▼

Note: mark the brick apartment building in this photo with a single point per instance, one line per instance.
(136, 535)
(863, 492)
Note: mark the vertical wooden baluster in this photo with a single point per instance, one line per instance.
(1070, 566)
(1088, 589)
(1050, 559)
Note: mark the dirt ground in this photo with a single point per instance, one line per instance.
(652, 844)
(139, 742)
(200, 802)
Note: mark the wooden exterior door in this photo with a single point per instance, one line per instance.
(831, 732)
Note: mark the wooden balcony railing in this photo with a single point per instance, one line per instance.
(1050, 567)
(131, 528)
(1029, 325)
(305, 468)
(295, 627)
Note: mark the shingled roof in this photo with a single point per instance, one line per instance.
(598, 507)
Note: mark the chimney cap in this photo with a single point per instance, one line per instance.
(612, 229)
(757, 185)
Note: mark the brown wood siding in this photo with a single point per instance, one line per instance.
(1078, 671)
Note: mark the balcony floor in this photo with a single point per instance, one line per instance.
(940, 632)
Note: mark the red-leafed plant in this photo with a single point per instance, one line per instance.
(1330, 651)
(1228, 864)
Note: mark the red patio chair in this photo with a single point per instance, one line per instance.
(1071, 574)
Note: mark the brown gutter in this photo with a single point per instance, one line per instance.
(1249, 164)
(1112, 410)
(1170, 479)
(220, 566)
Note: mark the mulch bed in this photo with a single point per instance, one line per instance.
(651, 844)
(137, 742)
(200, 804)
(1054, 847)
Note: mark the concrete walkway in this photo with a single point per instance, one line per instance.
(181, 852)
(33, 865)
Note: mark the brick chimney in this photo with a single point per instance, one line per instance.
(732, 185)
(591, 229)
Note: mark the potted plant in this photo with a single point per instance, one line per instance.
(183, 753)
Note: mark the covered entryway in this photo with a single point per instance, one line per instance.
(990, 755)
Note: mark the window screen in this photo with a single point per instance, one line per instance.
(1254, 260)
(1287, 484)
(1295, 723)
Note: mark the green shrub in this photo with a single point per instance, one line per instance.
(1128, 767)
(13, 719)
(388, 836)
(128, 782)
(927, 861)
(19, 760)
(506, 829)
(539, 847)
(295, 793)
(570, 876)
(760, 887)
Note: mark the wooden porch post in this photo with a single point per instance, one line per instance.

▲

= SET TASK =
Reproduce every one of the records above line for line, without altering a single character.

= ANSWER TO THIS EXERCISE =
Note: mark the brick apartment building in this photo with a single point per instance, one line per instance.
(136, 535)
(863, 492)
Note: mark the vertical wooden baluster in this photo with a single point per instance, one line per instance.
(1070, 566)
(1088, 589)
(1050, 559)
Note: mark the dirt ground in this photo with a single point per instance, one line per instance.
(652, 844)
(139, 742)
(200, 802)
Note: mark the wooden exterior door in this photo with a single point per instance, one line per instance.
(831, 732)
Note: mark the wooden balcony railing in this photo with a single point per instance, one line per instance.
(1050, 567)
(131, 528)
(1029, 325)
(305, 468)
(295, 627)
Note: mark the shingled roof in this photo with a single point per instance, one line per instance.
(598, 507)
Note: mark the chimney cap in this photo with a single point per instance, one line per instance.
(612, 229)
(757, 185)
Note: mark the brown wood siding in this photo with a single point per instance, one line per instance.
(1078, 671)
Note: mark the balcony floor in this photo with a single point per instance, one line per instance.
(940, 632)
Note: mark the red-leafed plant in this photo with a single point per instance, one line per instance.
(1330, 651)
(1228, 864)
Note: mark the red patio chair in this photo with a single point per instance, one line per instance.
(1071, 574)
Note: mark the brown gutter in this photo with a single point per instance, one line per instance.
(1249, 164)
(1112, 410)
(1170, 479)
(220, 566)
Note: mark the mulch bed in this photo with a single point per instance, one line per instance.
(651, 844)
(137, 742)
(200, 804)
(1054, 847)
Note: mark the concrete walkway in this photo with a single point per instance, one line per instance.
(181, 852)
(33, 865)
Note: mark the brick chimney in this photo with a single point per instance, one line per instance.
(732, 185)
(591, 229)
Note: mark the potted plant in this photo with a single point per instance, one line per instance.
(183, 753)
Note: mark the covered entryway in this photo with a single point per instance, one line per instance.
(990, 755)
Note: mark the window screen in this photo with a single point per instance, one line per instance.
(1254, 260)
(1287, 484)
(1295, 723)
Note: mark the green shrub in this photo with a single point per instance, one line per instance.
(1128, 767)
(13, 719)
(388, 836)
(128, 782)
(927, 861)
(19, 760)
(506, 829)
(539, 847)
(295, 793)
(570, 876)
(760, 887)
Note: mark the wooden porch post in this photo with a single point per instance, one line per instance.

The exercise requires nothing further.